Extrait du texte:
Victimes d’un "sentiment d’insécurité" ?(info # 011903/12) [Analyse]

Par Stéphane Juffa©Metula News Agency

 

C’est dans ces moments de tristesse profonde, que les professionnels de l’information doivent contenir leurs sentiments et conserver toute la prudence et la réserve nécessaires. La douleur n’excuse pas les accusations hâtives portées par certains contre un tueur qui serait apparenté au courant islamiste.

 

Au contraire, une analyse sereine des faits, incluant toutes les hypothèses, privilégie plutôt la piste néonazie. L’une des armes utilisées ce matin à Toulouse est la même que celle qui avait servi dans l’assassinat de trois militaires français la semaine dernière ; le scooter aussi. Jeudi dernier, les quatre soldats visés – trois morts, et un blessé qui se bat pour sa survie sur un lit d’hôpital – étaient maghrébins, pour trois d’entre eux, et le quatrième était un Antillais de couleur.

 

Des musulmans, un noir et maintenant des Juifs, cela porte effectivement à penser qu’on aurait affaire à un ou plusieurs assassins sortis des rangs de l’extrême droite. Le Point a révélé, qu’en 2008, trois membres du 17ème Régiment parachutiste, connus pour leur sympathie nazie, avaient été renvoyés. Vengeance ? On ne tardera pas à le savoir, car toutes les polices de France, et tous les services enquêtent sur les agissements de ces trois individus.

 

La deuxième piste à retenir est celle d’un ou de plusieurs terroristes islamistes, qui s’en seraient pris aux militaires, parce que leur régiment combat les fondamentalistes talibans en Afghanistan, et aux Juifs…parce que les djihadistes s’emploient à tuer des Juifs partout où ils se trouvent.

 

Il faut donc garder son calme, au sujet de l’enquête, et faire confiance aux enquêteurs français, qui ne tarderont pas à mettre la main sur le ou les coupables.

 

Il est cependant difficile de ne pas s’émouvoir des circonstances abjectes de cet assassinat : l’individu posant tranquillement son scooter sur sa béquille, puis tirant sur un professeur en religion de 30 ans et sur ses deux fils, âgés respectivement de 3 et 6 ans. Le tueur se rend ensuite à l’intérieur du bâtiment de l’école Otzar HaTorah (le trésor de la Torah), où il exécute une fillette, à bout portant, d’une balle dans la tête. Avant de quitter les lieux, il prend encore le temps de blesser très grièvement un adolescent de 17 ans, qui lui aussi lutte contre la mort entre les mains des médecins.

Données fournies:
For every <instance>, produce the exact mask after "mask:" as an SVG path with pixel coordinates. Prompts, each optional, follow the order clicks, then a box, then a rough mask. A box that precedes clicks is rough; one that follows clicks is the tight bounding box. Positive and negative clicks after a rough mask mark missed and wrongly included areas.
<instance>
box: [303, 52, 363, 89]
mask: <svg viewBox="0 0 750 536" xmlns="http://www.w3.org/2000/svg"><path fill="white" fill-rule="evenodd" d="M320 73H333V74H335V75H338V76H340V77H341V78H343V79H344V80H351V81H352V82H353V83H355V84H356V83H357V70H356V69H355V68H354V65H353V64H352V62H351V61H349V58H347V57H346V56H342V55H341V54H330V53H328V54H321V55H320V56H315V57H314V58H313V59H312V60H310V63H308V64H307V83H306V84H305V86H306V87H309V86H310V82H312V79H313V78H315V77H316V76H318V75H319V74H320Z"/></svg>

Consigne: Remplacez "scooter" par "vélomoteur" en reprenant l'analyse sur la tuerie de Toulouse à partir des mots "Au contraire, une", jusqu'aux mots "Antillais de couleur." inclus.

Réponse:
Au contraire, une analyse sereine des faits, incluant toutes les hypothèses, privilégie plutôt la piste néonazie. L’une des armes utilisées ce matin à Toulouse est la même que celle qui avait servi dans l’assassinat de trois militaires français la semaine dernière ; le vélomoteur aussi. Jeudi dernier, les quatre soldats visés – trois morts, et un blessé qui se bat pour sa survie sur un lit d’hôpital – étaient maghrébins, pour trois d’entre eux, et le quatrième était un Antillais de couleur.